[[ Study text, beginning ]]
Mr. Askari said that two provisions particularly worried the Iraqis. The first is an option that would allow the Iraqi government to extend the American presence beyond 2011 if the government decided it wanted the soldiers to stay. The Iraqis worry that the Americans might press a new Iraqi government to extend the American presence.
The second is a provision setting up a committee that would review suspected crimes of soldiers and determine if they should be referred to Iraqi courts.
The above is from Alissa J. Rubin and Suadad al-Salhy's "New Doubts Cloud Iraqi Security Pact With U.S. " (New York Times). al-Askeria is Nouri al-Maliki's adviser Sami al-Askeri and he's also noted in Mary Beth Sheridan and Ernesto Londono's "Shiite Bloc's Demands Stall U.S.-Iraq Pact" (Washington Post, front page, Times article buried on A5):
Key members of the Iraqi parliament's largest political bloc have called for all American troops to leave this country in 2011 as a condition for allowing the U.S. military to stay here beyond year's end, officials said Sunday.
The change sought by the influential United Iraqi Alliance would harden the withdrawal date for U.S. troops. A draft bilateral agreement completed this week would require American forces to leave by December 2011 but would allow for an extension by mutual agreement.
[[ Study text, end ]]
Copy the passage about the U.S.-Iraq security pact, starting with "The above is" and going on through "by mutual agreement.", substituting "joint consent" for "mutual agreement". Rely only on the passage about the U.S.-Iraq security pact.
[[ Record excerpts, beginning ]]
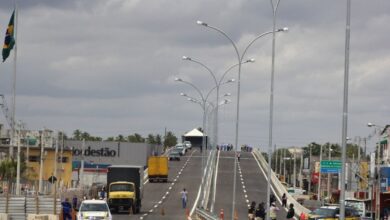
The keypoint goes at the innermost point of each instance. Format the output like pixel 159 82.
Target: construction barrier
pixel 4 216
pixel 42 217
pixel 278 186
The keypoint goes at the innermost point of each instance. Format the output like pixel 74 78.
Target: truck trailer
pixel 158 169
pixel 125 188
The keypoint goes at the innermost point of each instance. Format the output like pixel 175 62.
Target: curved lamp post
pixel 202 103
pixel 218 83
pixel 378 191
pixel 240 58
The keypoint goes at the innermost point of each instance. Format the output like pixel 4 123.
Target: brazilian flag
pixel 9 40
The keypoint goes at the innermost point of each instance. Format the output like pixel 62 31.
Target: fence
pixel 278 186
pixel 18 207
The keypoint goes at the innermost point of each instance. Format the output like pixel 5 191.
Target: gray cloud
pixel 107 67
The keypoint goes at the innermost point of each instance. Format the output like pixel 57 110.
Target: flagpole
pixel 14 84
pixel 14 104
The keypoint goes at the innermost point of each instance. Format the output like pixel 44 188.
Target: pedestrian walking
pixel 284 200
pixel 273 210
pixel 252 210
pixel 184 198
pixel 66 210
pixel 291 212
pixel 74 201
pixel 260 212
pixel 102 194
[[ Record excerpts, end ]]
**Output of the exercise**.
The above is from Alissa J. Rubin and Suadad al-Salhy's "New Doubts Cloud Iraqi Security Pact With U.S. " (New York Times). al-Askeria is Nouri al-Maliki's adviser Sami al-Askeri and he's also noted in Mary Beth Sheridan and Ernesto Londono's "Shiite Bloc's Demands Stall U.S.-Iraq Pact" (Washington Post, front page, Times article buried on A5):
Key members of the Iraqi parliament's largest political bloc have called for all American troops to leave this country in 2011 as a condition for allowing the U.S. military to stay here beyond year's end, officials said Sunday.
The change sought by the influential United Iraqi Alliance would harden the withdrawal date for U.S. troops. A draft bilateral agreement completed this week would require American forces to leave by December 2011 but would allow for an extension by joint consent.